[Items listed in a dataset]
····················
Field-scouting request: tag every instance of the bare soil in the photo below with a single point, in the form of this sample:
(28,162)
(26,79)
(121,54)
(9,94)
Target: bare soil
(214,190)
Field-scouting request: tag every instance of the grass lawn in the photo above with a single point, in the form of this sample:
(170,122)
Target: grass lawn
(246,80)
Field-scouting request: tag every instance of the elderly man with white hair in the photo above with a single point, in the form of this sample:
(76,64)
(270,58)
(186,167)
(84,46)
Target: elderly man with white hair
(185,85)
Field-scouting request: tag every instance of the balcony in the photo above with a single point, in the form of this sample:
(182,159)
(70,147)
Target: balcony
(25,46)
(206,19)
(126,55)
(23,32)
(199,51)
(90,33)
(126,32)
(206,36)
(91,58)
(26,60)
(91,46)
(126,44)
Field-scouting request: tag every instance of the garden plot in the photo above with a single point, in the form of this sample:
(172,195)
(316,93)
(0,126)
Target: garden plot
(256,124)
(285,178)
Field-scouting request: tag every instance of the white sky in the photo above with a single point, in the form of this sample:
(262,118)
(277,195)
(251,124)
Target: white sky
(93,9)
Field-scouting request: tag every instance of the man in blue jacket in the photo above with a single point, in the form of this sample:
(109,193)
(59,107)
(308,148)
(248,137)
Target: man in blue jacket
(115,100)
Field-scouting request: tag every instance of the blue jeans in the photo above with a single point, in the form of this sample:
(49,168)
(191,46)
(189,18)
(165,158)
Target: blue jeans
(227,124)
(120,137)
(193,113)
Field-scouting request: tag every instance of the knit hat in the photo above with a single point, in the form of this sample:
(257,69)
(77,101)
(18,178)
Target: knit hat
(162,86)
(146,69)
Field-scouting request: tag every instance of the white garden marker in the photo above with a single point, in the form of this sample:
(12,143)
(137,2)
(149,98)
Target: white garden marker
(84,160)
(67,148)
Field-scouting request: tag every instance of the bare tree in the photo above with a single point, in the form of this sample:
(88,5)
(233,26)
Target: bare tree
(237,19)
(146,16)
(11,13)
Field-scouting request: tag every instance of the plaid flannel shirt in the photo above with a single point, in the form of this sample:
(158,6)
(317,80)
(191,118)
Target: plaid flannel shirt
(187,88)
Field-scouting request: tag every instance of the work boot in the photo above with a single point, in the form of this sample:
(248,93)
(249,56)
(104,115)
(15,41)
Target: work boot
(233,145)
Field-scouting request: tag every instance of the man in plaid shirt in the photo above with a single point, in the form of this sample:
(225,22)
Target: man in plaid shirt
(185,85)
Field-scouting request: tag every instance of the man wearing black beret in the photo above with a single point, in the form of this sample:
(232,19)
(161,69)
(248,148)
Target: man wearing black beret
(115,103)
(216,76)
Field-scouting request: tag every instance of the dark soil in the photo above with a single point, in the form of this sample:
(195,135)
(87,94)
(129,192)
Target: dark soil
····················
[Task statement] How many lines of the entries contain the word "dark"? Only the number is wanted.

[The answer] 2